- **Input material**:
- Opening Delimiter -
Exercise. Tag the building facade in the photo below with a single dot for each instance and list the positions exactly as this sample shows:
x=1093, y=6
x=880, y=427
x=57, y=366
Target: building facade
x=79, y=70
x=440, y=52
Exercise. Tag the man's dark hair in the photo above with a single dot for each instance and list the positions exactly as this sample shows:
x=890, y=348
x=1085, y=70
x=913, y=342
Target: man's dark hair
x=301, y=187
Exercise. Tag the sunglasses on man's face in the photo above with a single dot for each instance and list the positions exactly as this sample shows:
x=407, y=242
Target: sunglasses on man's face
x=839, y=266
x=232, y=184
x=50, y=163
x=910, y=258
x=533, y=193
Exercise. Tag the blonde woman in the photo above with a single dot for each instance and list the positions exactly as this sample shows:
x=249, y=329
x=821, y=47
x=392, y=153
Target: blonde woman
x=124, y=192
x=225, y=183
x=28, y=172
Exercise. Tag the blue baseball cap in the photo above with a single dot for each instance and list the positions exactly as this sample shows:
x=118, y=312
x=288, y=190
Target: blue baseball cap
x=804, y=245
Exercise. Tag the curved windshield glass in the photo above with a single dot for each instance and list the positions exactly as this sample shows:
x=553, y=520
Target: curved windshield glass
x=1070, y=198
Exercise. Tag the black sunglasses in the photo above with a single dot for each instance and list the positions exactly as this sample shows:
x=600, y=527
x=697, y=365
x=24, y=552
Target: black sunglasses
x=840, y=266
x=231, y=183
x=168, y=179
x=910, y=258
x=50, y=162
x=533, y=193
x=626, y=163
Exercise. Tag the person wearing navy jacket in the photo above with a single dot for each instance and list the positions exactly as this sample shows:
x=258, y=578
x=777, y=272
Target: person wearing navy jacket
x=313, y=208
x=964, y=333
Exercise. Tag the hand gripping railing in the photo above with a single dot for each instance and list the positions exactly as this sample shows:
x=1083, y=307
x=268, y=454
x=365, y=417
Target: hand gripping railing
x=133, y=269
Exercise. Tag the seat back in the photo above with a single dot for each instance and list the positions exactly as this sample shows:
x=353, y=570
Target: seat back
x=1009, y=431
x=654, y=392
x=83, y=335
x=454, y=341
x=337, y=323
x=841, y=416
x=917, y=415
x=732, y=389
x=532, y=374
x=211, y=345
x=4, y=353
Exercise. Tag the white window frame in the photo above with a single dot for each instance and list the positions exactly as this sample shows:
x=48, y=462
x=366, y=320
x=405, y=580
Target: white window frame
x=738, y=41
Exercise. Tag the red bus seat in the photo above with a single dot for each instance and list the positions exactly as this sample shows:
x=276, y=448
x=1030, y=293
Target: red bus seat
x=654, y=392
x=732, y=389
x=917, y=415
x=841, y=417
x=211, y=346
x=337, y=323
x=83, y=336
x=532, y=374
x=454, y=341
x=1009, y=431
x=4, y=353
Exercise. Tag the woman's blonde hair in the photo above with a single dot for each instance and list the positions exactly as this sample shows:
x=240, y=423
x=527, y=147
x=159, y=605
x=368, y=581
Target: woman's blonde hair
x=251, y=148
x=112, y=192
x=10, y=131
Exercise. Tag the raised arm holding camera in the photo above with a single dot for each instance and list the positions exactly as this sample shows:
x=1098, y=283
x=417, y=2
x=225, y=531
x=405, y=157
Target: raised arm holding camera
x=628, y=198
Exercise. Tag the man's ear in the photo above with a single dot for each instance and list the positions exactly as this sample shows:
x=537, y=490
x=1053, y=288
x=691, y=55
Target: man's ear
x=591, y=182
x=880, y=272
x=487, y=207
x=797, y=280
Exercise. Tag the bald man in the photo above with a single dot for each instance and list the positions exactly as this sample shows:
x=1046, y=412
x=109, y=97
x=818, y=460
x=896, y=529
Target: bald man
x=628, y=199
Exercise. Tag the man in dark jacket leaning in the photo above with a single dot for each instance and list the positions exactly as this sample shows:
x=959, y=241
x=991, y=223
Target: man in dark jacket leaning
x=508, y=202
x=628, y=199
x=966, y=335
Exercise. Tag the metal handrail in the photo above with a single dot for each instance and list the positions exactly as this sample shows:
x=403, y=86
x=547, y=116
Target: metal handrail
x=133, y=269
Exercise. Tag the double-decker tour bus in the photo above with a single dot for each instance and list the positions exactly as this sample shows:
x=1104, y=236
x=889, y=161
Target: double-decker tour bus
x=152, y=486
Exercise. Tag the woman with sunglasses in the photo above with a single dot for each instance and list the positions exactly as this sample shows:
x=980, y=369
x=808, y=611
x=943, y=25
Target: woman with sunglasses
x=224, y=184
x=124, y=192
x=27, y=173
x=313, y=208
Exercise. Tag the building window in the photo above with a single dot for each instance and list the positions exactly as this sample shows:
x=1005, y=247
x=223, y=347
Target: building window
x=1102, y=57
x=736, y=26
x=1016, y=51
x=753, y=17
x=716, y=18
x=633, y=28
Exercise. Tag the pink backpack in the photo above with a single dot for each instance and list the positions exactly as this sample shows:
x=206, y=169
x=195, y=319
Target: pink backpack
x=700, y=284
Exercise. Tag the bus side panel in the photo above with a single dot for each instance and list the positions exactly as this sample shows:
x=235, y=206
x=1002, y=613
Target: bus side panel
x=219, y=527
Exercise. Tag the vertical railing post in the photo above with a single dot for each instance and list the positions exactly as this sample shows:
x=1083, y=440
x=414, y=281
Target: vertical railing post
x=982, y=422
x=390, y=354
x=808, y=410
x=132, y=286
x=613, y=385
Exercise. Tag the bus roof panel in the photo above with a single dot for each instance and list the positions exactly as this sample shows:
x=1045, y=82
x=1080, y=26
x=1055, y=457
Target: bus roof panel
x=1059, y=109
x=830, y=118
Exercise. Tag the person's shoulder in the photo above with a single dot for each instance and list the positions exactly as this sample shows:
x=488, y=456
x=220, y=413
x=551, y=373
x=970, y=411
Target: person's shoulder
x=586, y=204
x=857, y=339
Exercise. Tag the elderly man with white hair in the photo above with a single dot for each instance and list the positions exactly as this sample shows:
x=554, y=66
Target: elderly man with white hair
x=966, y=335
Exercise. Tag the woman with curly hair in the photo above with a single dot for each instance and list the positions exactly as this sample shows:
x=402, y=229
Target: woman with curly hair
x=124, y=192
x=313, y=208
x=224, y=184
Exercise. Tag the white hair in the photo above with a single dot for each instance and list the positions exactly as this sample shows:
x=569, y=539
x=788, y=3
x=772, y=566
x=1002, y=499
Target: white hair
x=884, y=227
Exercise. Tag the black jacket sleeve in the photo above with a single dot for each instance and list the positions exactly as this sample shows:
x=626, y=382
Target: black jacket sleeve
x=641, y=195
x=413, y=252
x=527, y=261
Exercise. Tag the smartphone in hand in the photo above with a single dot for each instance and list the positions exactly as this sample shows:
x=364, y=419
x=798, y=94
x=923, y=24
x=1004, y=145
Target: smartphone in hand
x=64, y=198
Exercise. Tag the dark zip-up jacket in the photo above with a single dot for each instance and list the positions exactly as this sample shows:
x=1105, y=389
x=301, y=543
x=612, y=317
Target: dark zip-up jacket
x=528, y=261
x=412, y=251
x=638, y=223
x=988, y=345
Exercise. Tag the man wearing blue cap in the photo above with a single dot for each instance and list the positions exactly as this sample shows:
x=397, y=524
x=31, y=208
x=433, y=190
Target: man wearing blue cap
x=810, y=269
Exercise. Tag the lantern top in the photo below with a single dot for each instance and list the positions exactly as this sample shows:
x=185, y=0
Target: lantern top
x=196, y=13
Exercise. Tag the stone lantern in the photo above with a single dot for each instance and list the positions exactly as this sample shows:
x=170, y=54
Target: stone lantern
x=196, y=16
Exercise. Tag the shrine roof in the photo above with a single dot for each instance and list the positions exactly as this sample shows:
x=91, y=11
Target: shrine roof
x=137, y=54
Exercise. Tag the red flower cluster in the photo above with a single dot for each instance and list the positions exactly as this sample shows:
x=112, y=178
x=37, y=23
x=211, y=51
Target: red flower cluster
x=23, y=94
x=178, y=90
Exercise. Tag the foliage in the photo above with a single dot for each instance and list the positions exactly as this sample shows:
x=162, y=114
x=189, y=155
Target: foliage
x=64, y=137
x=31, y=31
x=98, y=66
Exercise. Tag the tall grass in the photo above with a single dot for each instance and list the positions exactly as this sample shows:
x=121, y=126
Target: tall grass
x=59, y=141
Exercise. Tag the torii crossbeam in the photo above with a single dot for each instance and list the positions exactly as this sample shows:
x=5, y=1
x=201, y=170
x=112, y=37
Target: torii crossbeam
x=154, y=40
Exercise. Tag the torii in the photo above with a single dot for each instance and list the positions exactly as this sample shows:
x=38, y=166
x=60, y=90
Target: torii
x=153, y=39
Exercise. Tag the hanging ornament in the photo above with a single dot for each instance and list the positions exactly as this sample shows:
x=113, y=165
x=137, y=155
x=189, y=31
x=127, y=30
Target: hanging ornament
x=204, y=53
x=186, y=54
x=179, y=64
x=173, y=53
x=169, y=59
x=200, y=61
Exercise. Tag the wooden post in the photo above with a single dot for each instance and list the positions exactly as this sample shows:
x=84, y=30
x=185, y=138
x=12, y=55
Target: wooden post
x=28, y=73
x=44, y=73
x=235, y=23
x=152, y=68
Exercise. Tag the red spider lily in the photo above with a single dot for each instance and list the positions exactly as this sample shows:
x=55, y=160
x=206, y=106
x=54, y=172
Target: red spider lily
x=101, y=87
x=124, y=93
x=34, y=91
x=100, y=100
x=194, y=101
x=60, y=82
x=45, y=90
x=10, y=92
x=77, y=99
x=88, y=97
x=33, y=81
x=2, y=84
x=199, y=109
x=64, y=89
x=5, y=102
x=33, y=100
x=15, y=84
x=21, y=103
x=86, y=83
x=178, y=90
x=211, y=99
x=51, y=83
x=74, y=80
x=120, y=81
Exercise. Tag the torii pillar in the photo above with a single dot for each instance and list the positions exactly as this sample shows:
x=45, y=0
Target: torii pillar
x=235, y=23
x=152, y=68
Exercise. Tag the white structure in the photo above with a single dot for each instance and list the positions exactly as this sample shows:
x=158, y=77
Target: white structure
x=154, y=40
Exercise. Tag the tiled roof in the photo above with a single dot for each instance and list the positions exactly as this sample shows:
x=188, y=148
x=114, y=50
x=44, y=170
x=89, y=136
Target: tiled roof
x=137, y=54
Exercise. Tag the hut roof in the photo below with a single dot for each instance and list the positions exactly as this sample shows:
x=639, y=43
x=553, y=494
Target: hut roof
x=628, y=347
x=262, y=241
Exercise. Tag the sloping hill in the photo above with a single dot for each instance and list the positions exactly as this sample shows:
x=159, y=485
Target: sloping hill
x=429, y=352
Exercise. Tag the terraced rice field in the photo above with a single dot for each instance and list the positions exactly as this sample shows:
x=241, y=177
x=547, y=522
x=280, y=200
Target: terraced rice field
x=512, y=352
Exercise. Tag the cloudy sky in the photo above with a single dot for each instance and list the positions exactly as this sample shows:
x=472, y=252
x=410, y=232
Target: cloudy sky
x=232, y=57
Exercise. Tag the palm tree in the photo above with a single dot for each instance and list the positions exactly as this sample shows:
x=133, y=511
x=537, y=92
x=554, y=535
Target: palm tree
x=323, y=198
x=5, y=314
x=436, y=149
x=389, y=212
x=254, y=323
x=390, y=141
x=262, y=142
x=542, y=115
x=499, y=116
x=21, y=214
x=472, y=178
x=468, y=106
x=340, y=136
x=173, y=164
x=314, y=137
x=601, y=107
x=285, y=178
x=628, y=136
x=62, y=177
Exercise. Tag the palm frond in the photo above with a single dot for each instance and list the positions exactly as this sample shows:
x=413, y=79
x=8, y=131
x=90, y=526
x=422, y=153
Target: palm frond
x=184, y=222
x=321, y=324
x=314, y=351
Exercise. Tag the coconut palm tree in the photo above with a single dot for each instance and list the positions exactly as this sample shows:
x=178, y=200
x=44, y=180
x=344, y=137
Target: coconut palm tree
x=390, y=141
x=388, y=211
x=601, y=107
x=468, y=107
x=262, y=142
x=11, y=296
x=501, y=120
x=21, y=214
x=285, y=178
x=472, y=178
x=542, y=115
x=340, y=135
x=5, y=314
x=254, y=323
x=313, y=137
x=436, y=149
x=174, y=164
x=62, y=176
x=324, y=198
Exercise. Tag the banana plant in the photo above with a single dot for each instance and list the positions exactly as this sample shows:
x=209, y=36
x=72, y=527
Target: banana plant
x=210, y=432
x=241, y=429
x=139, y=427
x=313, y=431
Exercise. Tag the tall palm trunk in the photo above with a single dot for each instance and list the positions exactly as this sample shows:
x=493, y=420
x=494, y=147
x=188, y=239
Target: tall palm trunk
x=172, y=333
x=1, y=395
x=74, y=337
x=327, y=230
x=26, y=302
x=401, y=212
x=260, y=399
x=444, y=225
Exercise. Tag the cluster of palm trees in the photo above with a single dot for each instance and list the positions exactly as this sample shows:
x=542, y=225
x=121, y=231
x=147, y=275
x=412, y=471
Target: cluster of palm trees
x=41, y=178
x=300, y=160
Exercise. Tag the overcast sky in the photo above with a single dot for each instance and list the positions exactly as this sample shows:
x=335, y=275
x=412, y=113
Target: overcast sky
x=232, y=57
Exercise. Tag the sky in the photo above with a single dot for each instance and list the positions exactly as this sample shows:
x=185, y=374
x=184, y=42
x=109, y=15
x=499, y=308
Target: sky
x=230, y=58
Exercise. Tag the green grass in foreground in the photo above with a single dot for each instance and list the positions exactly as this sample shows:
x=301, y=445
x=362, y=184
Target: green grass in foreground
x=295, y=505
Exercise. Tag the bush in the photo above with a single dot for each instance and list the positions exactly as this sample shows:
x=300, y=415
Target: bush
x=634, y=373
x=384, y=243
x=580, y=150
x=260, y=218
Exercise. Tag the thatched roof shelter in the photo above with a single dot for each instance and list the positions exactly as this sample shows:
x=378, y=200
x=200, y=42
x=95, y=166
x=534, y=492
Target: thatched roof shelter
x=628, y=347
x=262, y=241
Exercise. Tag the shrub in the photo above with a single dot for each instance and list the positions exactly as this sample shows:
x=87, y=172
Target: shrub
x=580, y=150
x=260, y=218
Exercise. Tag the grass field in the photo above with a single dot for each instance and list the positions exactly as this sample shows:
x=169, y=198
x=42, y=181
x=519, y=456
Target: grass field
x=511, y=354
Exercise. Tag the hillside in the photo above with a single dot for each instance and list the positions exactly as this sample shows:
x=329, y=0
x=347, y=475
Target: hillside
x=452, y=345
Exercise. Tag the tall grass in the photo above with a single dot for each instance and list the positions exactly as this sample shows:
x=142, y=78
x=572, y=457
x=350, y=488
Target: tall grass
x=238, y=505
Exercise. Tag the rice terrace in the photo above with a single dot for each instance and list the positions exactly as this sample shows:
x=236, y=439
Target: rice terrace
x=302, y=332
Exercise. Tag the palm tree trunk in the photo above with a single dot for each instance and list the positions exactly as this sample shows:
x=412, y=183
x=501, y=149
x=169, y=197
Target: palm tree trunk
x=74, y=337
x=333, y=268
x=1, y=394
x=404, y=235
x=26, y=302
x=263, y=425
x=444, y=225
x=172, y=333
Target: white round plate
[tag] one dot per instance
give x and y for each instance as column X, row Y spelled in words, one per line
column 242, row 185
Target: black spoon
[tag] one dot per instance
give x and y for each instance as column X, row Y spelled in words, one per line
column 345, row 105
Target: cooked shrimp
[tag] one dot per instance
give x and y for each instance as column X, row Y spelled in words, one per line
- Closing Delimiter -
- **Exercise instructions**:
Find "x=1045, y=82" in the entries above and copy that whole line exactly, then each line after it through the line that contains "x=433, y=190".

- **Exercise answer**:
x=1045, y=82
x=1080, y=26
x=1055, y=457
Target: bus roof panel
x=1059, y=109
x=830, y=118
Exercise. Tag the person's shoulder in the photo above with a single dot for each instance and list the positions exactly as this sample shows:
x=488, y=456
x=220, y=413
x=551, y=373
x=970, y=411
Target: person's shoulder
x=586, y=204
x=857, y=339
Exercise. Tag the elderly man with white hair in the photo above with a single dot for each instance and list the positions exactly as this sample shows:
x=554, y=66
Target: elderly man with white hair
x=966, y=335
Exercise. Tag the woman with curly hair in the photo above with a single dot for each instance and list the positions exactly as this sample shows:
x=402, y=229
Target: woman with curly hair
x=124, y=192
x=313, y=208
x=224, y=184
Exercise. Tag the white hair in the photo above with a single dot for each instance and list the positions exactly as this sample shows:
x=569, y=539
x=788, y=3
x=772, y=566
x=1002, y=499
Target: white hair
x=884, y=227
Exercise. Tag the black jacket sleeve in the photo above with a single dot for each instance and list the positions exactly as this sample shows:
x=626, y=382
Target: black jacket sleeve
x=641, y=195
x=413, y=252
x=527, y=261
Exercise. Tag the smartphone in hand in the photo above with a single dot for each instance and list the positions exactly as this sample shows:
x=364, y=419
x=798, y=94
x=923, y=24
x=1004, y=145
Target: smartphone in hand
x=64, y=198
Exercise. Tag the dark zip-up jacket in the photo above with a single dot for each instance and list the positions exactly as this sample shows:
x=1105, y=389
x=301, y=543
x=612, y=317
Target: dark zip-up jacket
x=528, y=261
x=412, y=251
x=638, y=223
x=988, y=345
Exercise. Tag the man wearing blue cap in the photo above with a single dot for each instance and list the positions exactly as this sample shows:
x=397, y=524
x=31, y=208
x=433, y=190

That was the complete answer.